==== Vorliegender Text ====
Mit 40 der insgesamt 78 gerichtlich verhandelten Fälle waren Privatpersonen am häufigsten Opfer von Wirtschaftskriminellen. Damit überholen sie den langjährigen Spitzenreiter «öffentliche Institutionen». Im Vorjahr waren mit 11 Gerichtsfällen deutlich weniger Privatpersonen betroffen.

Öffentliche Institutionen mit grösstem Schaden

Schweizer Gerichte behandelten in 2022 19 Fälle von Wirtschaftskriminalität, bei denen öffentliche Institutionen Opfer waren. Die Schadenssumme der öffentlichen Hand von CHF 419 Mio. entspricht fast drei Vierteln der gesamten Schadenssumme und einer durchschnittlichen Deliktsumme pro Fall von über CHF 22 Mio. «Gründe für die hohe Attraktivität des öffentlichen Sektors für Wirtschaftskriminelle sind einerseits die erheblichen finanziellen Mittel, die dort verwaltet werden, und andererseits der häufig komplexe Aufbau öffentlicher Institutionen, der Schwachstellen im internen Kontrollsystem begünstigen kann», so Dillen.
====
● Aufgabe:
Gib aus dem Text über Wirtschaftskriminalität in der Schweiz den Abschnitt zwischen „Mit 40 der insgesamt“ und „weniger Privatpersonen betroffen.“, beide eingeschlossen, wortgetreu wieder.
==== Extrahierte Zeilen ====
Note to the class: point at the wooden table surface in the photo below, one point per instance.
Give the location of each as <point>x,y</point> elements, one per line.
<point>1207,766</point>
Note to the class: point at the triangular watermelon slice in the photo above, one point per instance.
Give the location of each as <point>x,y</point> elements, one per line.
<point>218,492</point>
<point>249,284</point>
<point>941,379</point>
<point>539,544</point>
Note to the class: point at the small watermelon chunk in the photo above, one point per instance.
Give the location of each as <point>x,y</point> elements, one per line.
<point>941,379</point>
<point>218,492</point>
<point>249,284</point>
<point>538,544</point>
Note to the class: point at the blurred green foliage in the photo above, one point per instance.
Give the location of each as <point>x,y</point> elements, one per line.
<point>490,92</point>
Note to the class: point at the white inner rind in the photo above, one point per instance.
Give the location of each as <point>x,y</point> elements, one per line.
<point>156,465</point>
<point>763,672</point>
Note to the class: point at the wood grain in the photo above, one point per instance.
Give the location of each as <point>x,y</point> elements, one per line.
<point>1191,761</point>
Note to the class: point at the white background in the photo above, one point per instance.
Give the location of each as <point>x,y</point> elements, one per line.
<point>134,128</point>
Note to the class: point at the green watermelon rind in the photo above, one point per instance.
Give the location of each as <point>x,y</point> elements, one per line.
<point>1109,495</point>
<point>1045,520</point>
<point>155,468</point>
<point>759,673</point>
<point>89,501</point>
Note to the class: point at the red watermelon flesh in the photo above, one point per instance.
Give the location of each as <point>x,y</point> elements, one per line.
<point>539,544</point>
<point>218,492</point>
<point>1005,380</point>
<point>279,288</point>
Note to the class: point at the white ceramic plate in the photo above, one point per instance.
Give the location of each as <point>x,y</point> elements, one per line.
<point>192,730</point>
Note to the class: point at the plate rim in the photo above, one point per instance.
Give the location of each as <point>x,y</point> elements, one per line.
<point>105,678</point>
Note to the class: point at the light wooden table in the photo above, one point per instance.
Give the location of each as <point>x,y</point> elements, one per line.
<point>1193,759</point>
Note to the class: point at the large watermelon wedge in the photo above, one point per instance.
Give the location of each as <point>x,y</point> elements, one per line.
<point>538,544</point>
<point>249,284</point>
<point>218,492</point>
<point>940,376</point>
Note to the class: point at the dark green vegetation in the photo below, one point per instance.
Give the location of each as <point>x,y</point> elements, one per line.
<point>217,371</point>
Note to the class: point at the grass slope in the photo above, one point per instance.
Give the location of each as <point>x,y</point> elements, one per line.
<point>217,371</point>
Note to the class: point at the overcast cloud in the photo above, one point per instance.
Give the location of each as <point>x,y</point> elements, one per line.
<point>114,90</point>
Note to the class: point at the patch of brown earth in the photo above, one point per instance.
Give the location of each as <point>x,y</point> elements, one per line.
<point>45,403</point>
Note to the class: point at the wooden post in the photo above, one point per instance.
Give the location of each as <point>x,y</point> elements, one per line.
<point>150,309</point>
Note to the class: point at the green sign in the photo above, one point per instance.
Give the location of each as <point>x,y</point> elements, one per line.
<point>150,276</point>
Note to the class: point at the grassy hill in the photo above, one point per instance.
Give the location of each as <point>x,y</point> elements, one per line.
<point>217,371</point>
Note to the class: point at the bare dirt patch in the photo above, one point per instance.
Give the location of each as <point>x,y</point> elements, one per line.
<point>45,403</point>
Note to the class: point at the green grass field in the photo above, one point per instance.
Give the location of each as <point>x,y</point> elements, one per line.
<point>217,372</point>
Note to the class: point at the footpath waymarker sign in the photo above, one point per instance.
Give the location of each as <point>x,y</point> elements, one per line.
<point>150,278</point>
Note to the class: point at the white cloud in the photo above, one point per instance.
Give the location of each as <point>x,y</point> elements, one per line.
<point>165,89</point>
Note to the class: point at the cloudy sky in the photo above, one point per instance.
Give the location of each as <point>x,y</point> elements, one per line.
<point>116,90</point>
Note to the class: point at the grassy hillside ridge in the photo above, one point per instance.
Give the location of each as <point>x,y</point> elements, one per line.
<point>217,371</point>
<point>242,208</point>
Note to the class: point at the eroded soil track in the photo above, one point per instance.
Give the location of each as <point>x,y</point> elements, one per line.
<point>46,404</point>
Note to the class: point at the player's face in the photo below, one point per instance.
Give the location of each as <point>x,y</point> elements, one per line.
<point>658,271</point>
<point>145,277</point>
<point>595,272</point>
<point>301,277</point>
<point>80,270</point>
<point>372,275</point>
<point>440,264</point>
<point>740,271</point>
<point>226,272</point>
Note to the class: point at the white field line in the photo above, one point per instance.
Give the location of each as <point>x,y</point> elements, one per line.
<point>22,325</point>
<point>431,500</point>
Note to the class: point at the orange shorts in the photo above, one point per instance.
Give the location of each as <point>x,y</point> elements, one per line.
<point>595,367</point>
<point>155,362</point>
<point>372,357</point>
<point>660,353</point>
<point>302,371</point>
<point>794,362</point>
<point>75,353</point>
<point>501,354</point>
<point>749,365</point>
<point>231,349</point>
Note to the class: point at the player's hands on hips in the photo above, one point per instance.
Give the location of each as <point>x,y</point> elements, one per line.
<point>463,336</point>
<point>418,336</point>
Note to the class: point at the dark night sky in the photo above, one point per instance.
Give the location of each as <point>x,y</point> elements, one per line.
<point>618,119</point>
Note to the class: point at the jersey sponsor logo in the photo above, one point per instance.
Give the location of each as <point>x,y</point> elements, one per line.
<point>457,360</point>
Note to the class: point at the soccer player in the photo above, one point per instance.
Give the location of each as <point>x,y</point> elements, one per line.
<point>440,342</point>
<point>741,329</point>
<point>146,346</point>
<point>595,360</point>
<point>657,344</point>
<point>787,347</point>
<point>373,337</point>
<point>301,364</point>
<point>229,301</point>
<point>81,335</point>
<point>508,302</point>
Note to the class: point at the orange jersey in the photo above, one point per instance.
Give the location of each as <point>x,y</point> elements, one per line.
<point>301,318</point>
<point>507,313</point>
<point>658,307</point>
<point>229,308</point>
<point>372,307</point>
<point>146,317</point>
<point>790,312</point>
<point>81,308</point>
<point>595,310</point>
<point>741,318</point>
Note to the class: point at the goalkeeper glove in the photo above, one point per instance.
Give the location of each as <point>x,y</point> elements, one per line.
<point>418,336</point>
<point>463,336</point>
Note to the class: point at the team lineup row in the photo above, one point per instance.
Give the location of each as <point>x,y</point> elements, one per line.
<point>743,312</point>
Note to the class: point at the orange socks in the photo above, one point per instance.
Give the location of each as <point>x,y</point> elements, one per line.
====
● Lösung:
Mit 40 der insgesamt 78 gerichtlich verhandelten Fälle waren Privatpersonen am häufigsten Opfer von Wirtschaftskriminellen. Damit überholen sie den langjährigen Spitzenreiter «öffentliche Institutionen». Im Vorjahr waren mit 11 Gerichtsfällen deutlich weniger Privatpersonen betroffen.